The appointment of elders and deacons is the prerogative of the Lord Jesus Christ alone. However, He has ordained that each local church exercise the responsibility of recognizing those whom He is appointing to be elders and deacons in that particular church. Elders and deacons are ordained to office by the laying on of hands by the eldership (1 Tim. 4:14). This is an expression of approval for which the elders are responsible (1 Tim. 5:22). Therefore, each officer must have the approval, not only of the church as a whole, but of the eldership in particular. The Lord’s appointment of an individual to either of these offices is recognized by means of that individual’s possession of those graces and gifts required by Scripture for the particular office and his own conviction that the Lord is calling him to serve in that office. The recognition of officers is a matter of such importance that it should never be handled without much prayerful waiting upon God, an honest survey of the relevant passages of Scripture, and a frank evaluation of those who are being considered. Each member of the church has a spiritual responsibility to be intelligently informed regarding these matters.

  1. Procedure of Appointment

The recognition of those whom the Lord has appointed to bear office in this church is executed in three steps: nomination, election, and ordination.

  1. Nomination

Nominations to either office are made by the eldership. At least once every year at the annual business meeting an advisory ballot shall be taken. On this ballot each voting member may write the name of any male members and the office for which he believes that member to be qualified.

● **Data extract**
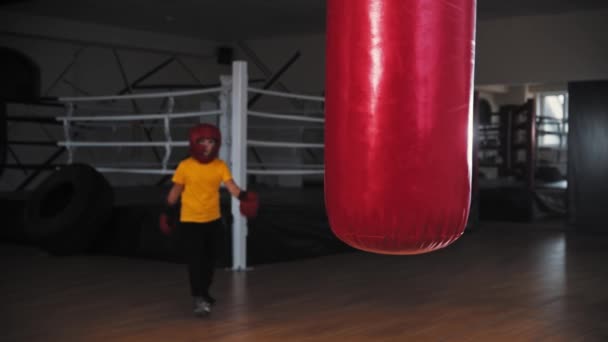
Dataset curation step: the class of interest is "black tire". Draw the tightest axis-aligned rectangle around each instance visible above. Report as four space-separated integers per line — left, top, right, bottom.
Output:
24 164 114 255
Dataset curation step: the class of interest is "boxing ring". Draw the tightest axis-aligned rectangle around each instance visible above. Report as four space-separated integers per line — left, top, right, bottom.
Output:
56 61 325 271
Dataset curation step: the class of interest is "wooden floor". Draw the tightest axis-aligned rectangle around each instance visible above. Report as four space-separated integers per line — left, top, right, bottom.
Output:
0 223 608 341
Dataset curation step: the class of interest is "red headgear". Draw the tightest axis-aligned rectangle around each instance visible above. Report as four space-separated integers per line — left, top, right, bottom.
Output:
189 124 222 164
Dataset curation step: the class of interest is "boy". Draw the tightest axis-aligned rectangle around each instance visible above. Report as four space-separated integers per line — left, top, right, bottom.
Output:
160 124 258 316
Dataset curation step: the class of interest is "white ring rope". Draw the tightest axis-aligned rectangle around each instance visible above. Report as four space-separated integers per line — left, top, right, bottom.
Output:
57 110 222 122
96 167 325 176
247 140 325 148
57 87 223 102
247 169 325 176
247 111 325 123
247 88 325 102
247 162 325 169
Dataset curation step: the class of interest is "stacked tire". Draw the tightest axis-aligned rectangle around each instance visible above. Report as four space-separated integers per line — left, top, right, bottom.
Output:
24 164 114 255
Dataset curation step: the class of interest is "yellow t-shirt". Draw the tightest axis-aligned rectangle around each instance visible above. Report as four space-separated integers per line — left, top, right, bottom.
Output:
173 157 232 223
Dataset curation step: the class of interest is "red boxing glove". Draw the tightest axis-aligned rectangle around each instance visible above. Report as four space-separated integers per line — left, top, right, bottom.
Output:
239 191 260 219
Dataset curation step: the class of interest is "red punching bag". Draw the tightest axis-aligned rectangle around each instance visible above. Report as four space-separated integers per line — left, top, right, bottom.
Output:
325 0 475 254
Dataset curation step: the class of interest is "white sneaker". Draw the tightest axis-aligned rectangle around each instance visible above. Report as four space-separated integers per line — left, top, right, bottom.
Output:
194 297 211 316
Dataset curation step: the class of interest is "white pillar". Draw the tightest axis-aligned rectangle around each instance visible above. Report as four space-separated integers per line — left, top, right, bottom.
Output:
219 75 232 163
231 61 248 271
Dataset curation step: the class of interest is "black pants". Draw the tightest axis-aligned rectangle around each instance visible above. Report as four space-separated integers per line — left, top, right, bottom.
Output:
179 220 222 296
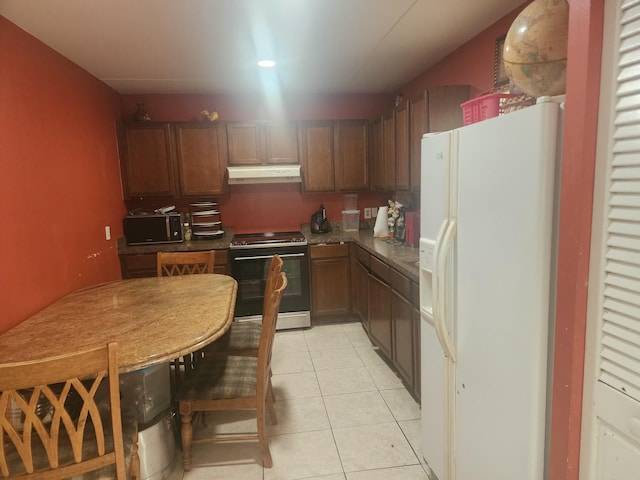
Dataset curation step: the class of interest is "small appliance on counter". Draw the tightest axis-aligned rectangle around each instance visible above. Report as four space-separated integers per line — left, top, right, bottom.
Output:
404 210 420 247
311 204 329 233
122 212 183 245
393 207 406 242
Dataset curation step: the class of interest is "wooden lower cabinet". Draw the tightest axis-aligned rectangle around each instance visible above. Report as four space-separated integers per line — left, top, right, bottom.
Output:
353 262 369 332
391 290 415 386
368 273 392 359
120 249 230 278
411 307 422 400
310 243 351 317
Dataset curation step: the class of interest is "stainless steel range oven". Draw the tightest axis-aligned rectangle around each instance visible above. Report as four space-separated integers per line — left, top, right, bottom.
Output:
229 232 311 330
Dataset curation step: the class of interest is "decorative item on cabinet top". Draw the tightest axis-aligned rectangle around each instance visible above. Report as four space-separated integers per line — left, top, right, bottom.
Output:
200 108 220 122
189 202 224 240
133 103 151 122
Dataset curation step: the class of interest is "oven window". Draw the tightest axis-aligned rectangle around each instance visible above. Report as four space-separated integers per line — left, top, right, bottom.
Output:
231 246 309 317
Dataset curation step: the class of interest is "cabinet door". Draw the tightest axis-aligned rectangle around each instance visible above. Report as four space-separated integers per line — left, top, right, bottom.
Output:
371 117 385 190
368 274 391 359
310 244 351 316
175 123 227 196
396 102 409 191
409 92 427 192
264 122 300 165
118 122 176 198
391 290 414 389
427 85 471 132
334 120 369 191
354 261 369 331
382 112 396 191
298 121 335 192
227 122 263 166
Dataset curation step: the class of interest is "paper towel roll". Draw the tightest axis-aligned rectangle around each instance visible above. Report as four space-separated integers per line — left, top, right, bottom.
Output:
373 207 389 237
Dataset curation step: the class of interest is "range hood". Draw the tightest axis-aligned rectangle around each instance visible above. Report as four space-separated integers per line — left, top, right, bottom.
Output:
227 165 302 185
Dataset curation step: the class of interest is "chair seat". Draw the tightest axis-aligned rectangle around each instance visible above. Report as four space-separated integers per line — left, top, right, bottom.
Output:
7 409 138 480
205 320 262 356
179 355 258 400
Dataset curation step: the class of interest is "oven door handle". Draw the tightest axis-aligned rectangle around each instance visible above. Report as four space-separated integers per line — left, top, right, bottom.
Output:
234 253 306 260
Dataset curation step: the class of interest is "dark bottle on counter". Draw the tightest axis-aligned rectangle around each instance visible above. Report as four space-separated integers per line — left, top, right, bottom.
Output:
393 207 406 242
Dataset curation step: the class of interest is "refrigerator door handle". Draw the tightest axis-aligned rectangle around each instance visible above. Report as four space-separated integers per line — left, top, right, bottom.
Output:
433 220 457 362
431 218 449 357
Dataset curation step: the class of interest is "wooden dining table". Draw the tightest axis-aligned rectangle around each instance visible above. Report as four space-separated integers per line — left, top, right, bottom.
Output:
0 274 238 373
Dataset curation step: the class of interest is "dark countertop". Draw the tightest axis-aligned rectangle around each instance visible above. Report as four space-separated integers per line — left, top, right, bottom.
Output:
301 222 420 282
118 222 420 282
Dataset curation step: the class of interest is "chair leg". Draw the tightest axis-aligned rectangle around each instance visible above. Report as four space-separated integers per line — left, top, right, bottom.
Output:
256 406 275 468
268 369 276 403
265 379 278 425
129 435 140 480
180 402 193 472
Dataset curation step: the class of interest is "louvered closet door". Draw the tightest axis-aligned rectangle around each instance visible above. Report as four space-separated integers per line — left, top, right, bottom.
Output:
580 0 640 480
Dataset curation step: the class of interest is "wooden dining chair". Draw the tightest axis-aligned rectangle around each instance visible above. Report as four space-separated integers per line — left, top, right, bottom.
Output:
156 250 216 277
156 250 216 392
210 255 284 357
0 343 140 480
178 272 287 471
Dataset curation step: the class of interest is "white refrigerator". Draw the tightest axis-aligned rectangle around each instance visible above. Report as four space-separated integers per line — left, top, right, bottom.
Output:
420 98 561 480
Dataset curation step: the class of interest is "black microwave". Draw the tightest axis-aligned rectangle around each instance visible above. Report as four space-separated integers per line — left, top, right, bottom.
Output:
122 213 182 245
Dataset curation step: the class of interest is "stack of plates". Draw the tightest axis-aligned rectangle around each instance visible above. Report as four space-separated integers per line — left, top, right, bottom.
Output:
189 202 224 239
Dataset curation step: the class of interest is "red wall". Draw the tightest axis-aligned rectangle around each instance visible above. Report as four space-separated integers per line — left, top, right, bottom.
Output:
117 95 393 232
0 17 125 333
402 5 526 99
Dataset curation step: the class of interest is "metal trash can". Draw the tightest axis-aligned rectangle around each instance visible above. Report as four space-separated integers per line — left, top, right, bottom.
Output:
138 410 177 480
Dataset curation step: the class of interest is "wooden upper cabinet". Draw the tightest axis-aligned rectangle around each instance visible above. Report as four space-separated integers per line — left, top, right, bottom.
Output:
409 92 427 191
264 122 300 165
298 120 335 192
371 112 396 191
334 120 369 191
227 122 300 166
175 123 227 196
382 111 396 191
427 85 471 132
227 122 263 166
371 117 385 190
395 102 410 191
409 85 470 192
118 122 176 198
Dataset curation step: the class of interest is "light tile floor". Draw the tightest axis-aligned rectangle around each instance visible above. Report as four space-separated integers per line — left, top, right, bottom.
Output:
165 323 428 480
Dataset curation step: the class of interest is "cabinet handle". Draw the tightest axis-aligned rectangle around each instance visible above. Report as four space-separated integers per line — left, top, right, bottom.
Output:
629 417 640 438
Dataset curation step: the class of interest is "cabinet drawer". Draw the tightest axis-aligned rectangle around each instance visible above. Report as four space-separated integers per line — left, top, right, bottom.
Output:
311 243 349 258
356 246 371 270
369 255 391 283
389 268 411 300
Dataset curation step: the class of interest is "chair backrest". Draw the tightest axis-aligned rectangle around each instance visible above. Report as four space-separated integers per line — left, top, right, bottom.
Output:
0 343 126 480
156 250 216 277
257 272 287 397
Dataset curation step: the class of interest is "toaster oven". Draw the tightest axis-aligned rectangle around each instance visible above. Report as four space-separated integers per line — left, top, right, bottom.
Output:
122 213 182 245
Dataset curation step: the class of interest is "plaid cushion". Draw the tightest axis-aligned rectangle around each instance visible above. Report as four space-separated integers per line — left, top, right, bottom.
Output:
178 355 258 400
204 320 262 355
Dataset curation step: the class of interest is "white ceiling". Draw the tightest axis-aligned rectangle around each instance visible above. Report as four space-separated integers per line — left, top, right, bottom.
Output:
0 0 526 94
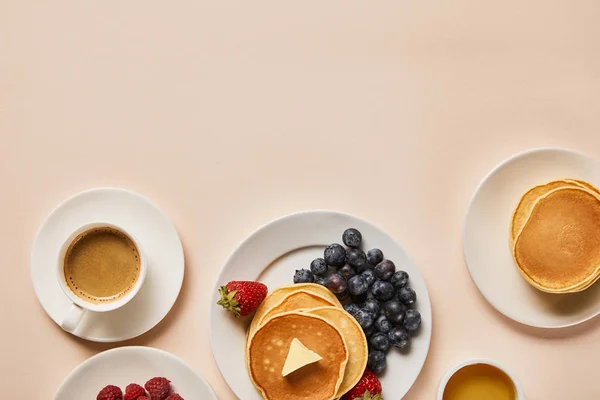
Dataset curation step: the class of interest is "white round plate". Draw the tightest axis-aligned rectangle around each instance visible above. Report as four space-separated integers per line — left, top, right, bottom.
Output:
31 188 184 342
463 148 600 328
210 211 431 400
54 347 217 400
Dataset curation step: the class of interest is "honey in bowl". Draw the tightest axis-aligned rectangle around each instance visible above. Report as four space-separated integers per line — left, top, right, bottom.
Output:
443 364 517 400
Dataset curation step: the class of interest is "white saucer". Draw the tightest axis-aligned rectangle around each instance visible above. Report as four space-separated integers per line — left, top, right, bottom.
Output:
210 211 432 400
31 188 184 342
463 148 600 328
54 347 217 400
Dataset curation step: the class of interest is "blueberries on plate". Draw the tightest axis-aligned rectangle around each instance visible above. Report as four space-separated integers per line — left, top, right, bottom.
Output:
388 326 410 349
398 286 417 306
310 258 327 276
375 260 396 281
348 275 369 295
294 269 315 283
346 247 367 272
390 271 408 289
369 332 390 352
375 315 392 333
342 228 362 247
338 264 356 280
326 271 348 294
361 269 375 287
367 249 383 267
404 310 421 332
323 243 346 267
383 299 406 325
371 281 395 301
367 350 386 374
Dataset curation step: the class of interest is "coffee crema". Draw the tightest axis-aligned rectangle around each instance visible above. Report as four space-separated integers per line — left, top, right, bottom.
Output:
64 227 140 304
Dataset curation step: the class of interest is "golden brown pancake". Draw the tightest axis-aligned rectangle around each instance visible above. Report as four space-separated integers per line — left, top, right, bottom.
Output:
306 307 369 398
513 187 600 293
248 311 348 400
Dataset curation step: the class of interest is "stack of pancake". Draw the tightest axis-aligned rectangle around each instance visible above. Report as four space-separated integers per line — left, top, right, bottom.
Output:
245 283 368 400
510 179 600 293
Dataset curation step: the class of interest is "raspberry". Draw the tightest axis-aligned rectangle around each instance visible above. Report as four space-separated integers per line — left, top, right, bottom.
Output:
96 385 123 400
123 383 146 400
144 377 171 400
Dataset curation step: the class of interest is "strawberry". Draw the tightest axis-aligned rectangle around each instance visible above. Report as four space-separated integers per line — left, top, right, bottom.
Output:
217 281 268 317
343 368 383 400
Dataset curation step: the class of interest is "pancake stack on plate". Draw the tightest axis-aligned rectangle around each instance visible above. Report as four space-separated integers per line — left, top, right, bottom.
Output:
245 283 368 400
510 179 600 293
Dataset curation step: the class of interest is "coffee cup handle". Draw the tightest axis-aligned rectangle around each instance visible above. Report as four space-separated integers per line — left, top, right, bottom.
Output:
60 303 85 333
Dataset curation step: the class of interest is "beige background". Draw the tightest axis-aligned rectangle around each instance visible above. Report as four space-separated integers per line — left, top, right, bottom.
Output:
0 0 600 400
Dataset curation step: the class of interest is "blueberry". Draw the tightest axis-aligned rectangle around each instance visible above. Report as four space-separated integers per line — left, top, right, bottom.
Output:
315 276 327 287
398 286 417 306
346 247 367 272
327 274 348 294
404 310 421 332
388 326 410 349
371 281 394 301
367 350 386 374
348 275 369 295
310 258 327 276
367 249 383 266
344 303 360 316
294 269 315 283
390 271 408 289
369 332 390 352
354 309 374 329
375 315 392 333
383 299 406 325
342 228 362 247
323 243 346 267
338 264 356 280
361 298 380 317
361 269 375 287
375 260 396 281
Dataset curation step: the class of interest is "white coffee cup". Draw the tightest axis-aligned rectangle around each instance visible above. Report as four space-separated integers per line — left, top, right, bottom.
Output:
437 358 525 400
56 222 147 332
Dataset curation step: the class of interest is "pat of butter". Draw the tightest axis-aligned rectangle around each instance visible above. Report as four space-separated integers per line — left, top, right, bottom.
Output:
281 338 323 376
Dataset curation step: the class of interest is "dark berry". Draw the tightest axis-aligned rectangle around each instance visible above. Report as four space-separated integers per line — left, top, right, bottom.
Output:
294 269 315 283
404 310 421 332
323 243 346 267
367 350 386 374
348 275 369 295
346 247 367 272
371 281 395 301
375 315 392 333
327 274 348 294
338 264 356 280
388 326 410 349
344 303 360 316
398 286 417 306
310 258 327 276
367 249 383 266
383 299 406 325
369 332 390 352
361 298 380 317
361 269 375 287
354 309 374 329
390 271 408 289
342 228 362 247
375 260 396 281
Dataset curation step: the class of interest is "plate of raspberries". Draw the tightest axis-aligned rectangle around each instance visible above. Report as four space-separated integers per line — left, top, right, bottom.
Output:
54 347 217 400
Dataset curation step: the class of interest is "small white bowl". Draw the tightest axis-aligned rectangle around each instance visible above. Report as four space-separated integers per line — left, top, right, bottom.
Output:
437 358 525 400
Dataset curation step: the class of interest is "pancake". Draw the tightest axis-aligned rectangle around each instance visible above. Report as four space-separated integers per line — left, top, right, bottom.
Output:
305 307 369 398
248 311 348 400
513 187 600 293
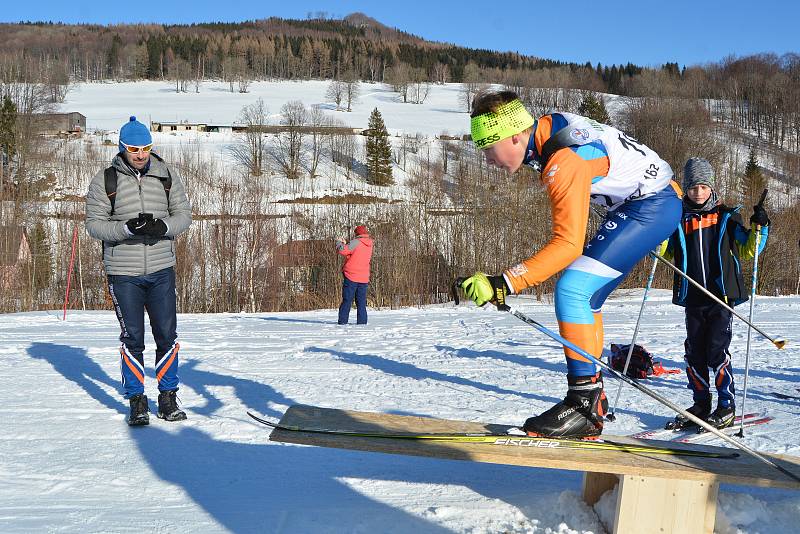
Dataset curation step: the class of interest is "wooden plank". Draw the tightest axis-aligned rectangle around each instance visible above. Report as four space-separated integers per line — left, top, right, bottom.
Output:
270 405 800 489
583 472 619 506
613 475 719 534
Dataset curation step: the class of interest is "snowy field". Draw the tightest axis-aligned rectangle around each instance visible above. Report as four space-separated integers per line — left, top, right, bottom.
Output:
0 290 800 534
60 80 476 136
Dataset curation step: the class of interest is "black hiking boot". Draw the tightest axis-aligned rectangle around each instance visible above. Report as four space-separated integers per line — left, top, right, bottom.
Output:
664 398 711 430
706 405 736 428
522 374 608 439
128 393 150 426
156 389 186 421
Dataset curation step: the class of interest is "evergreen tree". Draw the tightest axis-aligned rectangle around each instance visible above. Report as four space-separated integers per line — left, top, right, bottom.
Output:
742 147 767 206
0 95 17 164
578 93 611 124
367 108 394 185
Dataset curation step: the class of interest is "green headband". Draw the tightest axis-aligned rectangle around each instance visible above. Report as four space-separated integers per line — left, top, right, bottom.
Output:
471 99 533 149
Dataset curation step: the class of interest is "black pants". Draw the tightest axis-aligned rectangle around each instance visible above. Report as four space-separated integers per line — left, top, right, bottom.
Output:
684 303 736 408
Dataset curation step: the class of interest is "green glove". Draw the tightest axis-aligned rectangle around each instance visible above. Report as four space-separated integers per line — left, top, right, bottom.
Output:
461 272 509 311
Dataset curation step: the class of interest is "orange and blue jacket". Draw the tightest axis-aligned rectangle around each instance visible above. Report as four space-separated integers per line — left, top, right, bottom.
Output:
503 113 673 293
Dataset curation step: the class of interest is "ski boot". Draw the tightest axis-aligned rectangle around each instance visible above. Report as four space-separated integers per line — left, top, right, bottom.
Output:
128 393 150 426
522 374 608 439
156 389 186 421
706 405 736 428
664 398 711 431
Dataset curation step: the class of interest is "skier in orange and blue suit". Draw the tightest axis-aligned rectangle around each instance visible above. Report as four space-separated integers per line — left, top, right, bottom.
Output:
462 91 681 438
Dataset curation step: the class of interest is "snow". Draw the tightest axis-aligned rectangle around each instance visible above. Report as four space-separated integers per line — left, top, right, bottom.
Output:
0 290 800 534
59 80 469 136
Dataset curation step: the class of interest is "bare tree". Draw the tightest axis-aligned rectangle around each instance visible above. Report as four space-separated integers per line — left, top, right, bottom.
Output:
325 80 344 111
387 63 411 104
343 75 361 111
271 100 308 180
409 69 431 104
308 106 330 178
229 98 269 176
461 63 487 113
431 63 450 85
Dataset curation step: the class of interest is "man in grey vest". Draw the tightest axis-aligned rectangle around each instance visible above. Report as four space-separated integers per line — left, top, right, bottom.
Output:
86 117 192 426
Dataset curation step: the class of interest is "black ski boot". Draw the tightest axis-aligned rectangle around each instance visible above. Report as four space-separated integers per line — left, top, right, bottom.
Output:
128 393 150 426
664 398 711 431
522 374 608 439
156 389 186 421
706 405 736 428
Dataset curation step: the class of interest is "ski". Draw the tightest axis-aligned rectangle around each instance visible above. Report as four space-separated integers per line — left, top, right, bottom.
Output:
770 391 800 400
688 415 775 444
628 413 773 443
247 412 739 458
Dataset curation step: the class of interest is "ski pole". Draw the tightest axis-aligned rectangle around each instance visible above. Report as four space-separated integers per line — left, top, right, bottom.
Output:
650 252 786 349
507 308 800 482
606 253 656 423
736 189 767 438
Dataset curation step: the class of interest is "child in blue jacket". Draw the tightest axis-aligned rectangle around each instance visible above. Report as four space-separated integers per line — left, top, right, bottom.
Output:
665 158 769 428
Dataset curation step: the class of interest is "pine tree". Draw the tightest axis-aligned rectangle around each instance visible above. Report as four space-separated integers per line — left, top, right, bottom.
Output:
742 147 767 206
367 108 394 185
578 93 611 124
0 96 17 163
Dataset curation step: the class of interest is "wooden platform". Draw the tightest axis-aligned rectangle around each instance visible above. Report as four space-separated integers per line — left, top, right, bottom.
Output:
270 405 800 534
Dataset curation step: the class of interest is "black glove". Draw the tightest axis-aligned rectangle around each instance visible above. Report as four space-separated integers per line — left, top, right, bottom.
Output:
750 204 769 226
144 219 167 237
125 217 148 235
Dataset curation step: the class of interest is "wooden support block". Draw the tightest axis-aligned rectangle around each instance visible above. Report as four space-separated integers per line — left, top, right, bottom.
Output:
613 475 719 534
583 472 619 506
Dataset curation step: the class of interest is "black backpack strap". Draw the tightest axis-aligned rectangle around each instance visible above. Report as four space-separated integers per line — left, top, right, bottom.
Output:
103 167 117 215
539 125 581 169
150 152 172 209
161 165 172 209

● **Required tasks**
- a) In the church officers excerpt, rewrite the paragraph beginning "Nominations to either office" as a brief bulleted list that keeps its main facts.
- b) Put the entries, from their start through the line containing "160 124 258 316", into a Markdown table with the columns Row and Line, one line per row. Leave out the picture.

● **Exercise responses**
- a)
- The eldership makes nominations to either office.
- An advisory ballot is taken at least once every year, at the annual business meeting.
- On this ballot, each voting member may write the name of any male member and the office for which he believes that member is qualified.

- b)
| Row | Line |
|---|---|
| 1 | Dataset curation step: the class of interest is "black tire". Draw the tightest axis-aligned rectangle around each instance visible above. Report as four space-separated integers per line — left, top, right, bottom. |
| 2 | Output: |
| 3 | 24 164 114 255 |
| 4 | Dataset curation step: the class of interest is "boxing ring". Draw the tightest axis-aligned rectangle around each instance visible above. Report as four space-separated integers per line — left, top, right, bottom. |
| 5 | Output: |
| 6 | 56 61 325 271 |
| 7 | Dataset curation step: the class of interest is "wooden floor". Draw the tightest axis-aligned rectangle around each instance visible above. Report as four space-separated integers per line — left, top, right, bottom. |
| 8 | Output: |
| 9 | 0 223 608 341 |
| 10 | Dataset curation step: the class of interest is "red headgear". Draw the tightest axis-aligned rectangle around each instance visible above. Report as four space-separated integers per line — left, top, right, bottom. |
| 11 | Output: |
| 12 | 189 124 222 164 |
| 13 | Dataset curation step: the class of interest is "boy". Draw the tightest axis-aligned rectangle around each instance visible above. Report as four space-separated integers per line — left, top, right, bottom. |
| 14 | Output: |
| 15 | 160 124 258 316 |